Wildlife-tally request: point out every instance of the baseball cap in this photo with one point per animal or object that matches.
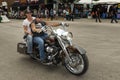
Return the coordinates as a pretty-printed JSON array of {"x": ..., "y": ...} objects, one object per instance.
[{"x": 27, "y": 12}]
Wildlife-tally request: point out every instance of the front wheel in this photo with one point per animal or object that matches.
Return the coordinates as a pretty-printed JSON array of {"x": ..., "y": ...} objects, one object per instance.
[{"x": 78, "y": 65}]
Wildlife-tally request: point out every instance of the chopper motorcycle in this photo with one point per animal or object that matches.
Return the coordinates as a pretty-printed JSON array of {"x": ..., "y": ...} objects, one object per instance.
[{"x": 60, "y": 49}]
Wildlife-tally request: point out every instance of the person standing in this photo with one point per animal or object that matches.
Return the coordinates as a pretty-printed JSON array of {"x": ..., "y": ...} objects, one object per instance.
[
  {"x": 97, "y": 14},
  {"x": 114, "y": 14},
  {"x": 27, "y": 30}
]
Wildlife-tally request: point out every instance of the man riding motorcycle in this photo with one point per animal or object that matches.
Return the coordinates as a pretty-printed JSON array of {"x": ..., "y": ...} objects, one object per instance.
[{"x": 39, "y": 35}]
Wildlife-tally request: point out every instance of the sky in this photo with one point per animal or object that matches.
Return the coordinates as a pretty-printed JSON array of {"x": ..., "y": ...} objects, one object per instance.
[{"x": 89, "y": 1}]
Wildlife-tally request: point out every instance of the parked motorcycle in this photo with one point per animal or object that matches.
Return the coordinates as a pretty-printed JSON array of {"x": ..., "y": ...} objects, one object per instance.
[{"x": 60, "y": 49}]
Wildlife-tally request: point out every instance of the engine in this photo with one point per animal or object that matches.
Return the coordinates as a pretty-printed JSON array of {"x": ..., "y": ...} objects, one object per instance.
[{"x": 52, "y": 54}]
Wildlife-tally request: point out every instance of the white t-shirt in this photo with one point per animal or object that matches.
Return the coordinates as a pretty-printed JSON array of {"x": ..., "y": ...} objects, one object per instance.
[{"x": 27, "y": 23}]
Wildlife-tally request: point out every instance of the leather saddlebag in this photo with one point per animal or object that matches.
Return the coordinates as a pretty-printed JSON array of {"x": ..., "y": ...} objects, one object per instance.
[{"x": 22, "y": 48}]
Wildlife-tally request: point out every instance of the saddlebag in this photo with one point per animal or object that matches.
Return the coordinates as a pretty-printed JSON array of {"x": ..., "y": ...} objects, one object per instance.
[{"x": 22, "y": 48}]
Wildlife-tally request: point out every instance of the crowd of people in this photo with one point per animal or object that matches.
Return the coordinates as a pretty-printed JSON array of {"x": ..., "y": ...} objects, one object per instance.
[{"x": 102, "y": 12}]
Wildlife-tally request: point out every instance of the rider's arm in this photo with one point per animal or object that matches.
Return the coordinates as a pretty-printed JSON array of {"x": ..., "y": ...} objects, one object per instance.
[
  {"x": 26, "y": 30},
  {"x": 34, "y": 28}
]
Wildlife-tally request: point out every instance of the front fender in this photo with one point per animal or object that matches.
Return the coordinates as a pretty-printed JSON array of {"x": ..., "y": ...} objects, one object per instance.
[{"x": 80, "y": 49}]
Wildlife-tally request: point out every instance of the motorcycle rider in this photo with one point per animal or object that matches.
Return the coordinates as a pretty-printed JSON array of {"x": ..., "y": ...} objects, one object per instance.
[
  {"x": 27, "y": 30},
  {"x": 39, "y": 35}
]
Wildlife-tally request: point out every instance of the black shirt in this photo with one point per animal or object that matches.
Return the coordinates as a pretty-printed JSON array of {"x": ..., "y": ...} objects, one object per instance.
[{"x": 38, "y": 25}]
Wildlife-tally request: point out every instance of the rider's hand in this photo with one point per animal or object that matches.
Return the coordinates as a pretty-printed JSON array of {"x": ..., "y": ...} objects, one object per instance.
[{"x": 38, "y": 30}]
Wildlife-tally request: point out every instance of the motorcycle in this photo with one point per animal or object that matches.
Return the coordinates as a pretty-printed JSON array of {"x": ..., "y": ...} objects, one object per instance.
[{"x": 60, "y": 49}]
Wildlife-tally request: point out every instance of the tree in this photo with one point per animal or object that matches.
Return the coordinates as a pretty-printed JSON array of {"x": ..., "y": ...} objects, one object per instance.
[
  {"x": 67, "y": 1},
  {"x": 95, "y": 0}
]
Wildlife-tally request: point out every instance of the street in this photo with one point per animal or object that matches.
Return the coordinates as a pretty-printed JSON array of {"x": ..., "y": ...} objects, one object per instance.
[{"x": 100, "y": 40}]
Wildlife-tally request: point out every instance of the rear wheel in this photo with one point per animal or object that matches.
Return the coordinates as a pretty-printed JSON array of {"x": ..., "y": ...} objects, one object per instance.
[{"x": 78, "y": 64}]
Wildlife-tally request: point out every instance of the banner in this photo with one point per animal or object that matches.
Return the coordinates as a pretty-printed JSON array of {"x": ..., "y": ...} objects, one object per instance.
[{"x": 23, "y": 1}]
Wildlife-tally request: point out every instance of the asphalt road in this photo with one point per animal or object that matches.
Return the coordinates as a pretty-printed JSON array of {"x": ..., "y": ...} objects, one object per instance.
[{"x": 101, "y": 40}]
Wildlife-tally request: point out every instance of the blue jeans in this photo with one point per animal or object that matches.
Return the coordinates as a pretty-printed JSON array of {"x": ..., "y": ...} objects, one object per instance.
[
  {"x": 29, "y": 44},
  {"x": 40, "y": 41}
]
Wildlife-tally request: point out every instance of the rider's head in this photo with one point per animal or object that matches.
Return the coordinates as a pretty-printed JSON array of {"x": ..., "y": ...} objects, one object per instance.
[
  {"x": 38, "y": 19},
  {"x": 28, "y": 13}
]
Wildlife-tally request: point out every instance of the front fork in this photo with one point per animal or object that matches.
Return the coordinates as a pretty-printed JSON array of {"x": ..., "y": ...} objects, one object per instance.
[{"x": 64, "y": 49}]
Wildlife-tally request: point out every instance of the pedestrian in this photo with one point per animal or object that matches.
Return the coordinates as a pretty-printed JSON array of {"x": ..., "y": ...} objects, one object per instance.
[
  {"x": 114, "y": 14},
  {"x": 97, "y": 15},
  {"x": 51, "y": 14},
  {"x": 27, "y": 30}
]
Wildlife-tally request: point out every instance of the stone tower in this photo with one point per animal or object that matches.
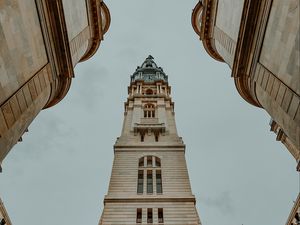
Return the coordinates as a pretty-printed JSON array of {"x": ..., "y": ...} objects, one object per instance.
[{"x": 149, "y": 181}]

━━━━━━━━━━━━━━━━━━━━━━━━━━━━━━

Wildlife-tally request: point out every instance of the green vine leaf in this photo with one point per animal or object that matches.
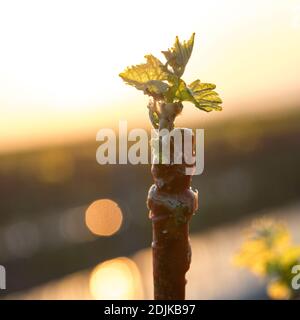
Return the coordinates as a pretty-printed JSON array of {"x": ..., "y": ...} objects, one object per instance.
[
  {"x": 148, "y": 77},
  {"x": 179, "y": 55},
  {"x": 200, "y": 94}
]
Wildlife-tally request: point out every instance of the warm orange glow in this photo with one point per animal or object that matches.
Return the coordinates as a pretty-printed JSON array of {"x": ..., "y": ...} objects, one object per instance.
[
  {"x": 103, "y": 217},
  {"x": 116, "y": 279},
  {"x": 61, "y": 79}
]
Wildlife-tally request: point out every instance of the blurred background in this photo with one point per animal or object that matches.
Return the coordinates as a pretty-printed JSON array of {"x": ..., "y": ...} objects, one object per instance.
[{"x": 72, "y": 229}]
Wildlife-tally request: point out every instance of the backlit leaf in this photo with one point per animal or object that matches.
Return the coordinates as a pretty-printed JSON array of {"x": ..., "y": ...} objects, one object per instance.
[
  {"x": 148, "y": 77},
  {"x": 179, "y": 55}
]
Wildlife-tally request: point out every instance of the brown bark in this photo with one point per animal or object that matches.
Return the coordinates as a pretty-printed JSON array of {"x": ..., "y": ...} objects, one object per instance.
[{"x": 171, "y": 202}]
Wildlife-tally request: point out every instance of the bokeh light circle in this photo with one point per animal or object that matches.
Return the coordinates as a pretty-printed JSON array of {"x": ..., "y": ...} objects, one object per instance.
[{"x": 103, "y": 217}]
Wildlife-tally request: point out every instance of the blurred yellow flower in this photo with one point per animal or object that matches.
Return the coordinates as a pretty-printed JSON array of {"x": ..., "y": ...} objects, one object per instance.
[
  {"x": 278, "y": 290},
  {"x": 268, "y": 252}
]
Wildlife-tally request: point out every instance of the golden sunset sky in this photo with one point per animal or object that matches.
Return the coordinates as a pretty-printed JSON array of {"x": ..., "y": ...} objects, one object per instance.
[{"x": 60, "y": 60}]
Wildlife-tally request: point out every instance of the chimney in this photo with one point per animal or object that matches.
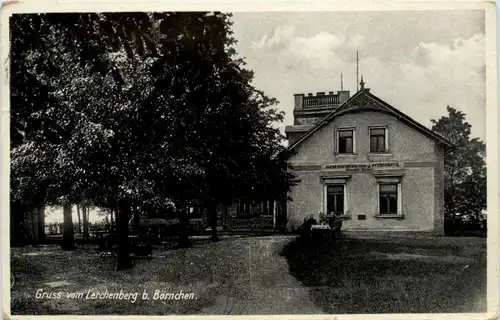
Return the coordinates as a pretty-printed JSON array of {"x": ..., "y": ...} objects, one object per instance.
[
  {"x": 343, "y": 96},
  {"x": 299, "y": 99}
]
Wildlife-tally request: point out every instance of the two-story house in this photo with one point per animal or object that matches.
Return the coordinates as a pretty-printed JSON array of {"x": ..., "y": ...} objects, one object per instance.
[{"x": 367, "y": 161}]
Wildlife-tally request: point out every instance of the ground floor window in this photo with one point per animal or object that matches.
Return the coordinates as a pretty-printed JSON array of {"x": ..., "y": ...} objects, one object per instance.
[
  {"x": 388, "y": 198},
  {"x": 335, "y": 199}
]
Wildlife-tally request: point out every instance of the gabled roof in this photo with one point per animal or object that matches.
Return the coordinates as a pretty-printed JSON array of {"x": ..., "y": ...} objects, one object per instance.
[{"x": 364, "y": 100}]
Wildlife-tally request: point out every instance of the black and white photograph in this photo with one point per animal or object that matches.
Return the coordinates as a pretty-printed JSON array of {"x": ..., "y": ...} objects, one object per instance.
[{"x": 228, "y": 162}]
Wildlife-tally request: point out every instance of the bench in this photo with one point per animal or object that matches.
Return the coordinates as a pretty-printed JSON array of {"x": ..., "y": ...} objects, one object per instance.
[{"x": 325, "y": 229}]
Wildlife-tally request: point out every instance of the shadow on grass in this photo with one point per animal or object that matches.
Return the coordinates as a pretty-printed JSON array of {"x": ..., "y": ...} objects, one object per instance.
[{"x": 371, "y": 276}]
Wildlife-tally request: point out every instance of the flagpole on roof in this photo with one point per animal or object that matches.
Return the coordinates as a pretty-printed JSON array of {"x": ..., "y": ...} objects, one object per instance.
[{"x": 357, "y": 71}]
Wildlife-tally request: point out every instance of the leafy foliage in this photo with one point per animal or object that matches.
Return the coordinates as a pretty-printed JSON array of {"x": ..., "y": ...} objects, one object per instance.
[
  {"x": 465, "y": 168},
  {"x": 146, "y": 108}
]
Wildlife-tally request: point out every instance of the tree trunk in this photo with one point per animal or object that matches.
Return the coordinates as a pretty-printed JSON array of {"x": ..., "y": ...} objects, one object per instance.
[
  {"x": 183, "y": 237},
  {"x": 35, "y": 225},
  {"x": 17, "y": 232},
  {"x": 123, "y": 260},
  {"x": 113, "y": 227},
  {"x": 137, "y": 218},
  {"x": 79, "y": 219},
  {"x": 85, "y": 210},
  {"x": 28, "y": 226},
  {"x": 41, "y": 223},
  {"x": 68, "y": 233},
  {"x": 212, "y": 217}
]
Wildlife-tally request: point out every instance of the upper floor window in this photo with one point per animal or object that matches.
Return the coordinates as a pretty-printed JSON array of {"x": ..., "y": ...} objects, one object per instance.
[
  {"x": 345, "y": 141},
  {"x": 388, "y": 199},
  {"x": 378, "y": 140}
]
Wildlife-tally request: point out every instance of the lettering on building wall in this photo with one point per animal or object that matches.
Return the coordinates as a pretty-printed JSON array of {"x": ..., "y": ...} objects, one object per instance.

━━━━━━━━━━━━━━━━━━━━━━━━━━━━━━

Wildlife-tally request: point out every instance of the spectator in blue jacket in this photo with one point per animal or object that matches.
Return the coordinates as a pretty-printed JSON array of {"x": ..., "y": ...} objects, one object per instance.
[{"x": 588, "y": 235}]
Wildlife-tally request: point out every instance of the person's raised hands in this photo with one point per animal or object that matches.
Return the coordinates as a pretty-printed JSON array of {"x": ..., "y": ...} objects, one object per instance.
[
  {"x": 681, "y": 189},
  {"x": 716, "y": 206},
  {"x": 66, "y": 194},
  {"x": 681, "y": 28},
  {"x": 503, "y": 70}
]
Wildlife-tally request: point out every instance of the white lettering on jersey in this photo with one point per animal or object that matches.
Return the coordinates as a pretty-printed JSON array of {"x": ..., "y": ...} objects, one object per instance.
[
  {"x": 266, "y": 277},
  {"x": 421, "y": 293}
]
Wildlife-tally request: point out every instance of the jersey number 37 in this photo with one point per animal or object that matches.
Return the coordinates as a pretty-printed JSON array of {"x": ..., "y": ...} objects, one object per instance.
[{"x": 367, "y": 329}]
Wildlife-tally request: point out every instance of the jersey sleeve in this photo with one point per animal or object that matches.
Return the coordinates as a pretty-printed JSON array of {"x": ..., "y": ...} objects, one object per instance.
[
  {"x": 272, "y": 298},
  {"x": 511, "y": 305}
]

━━━━━━━━━━━━━━━━━━━━━━━━━━━━━━

| TASK DESCRIPTION |
Provide only the count of lines in the records above that hold the word "saddlebag".

| TASK SOLUTION |
2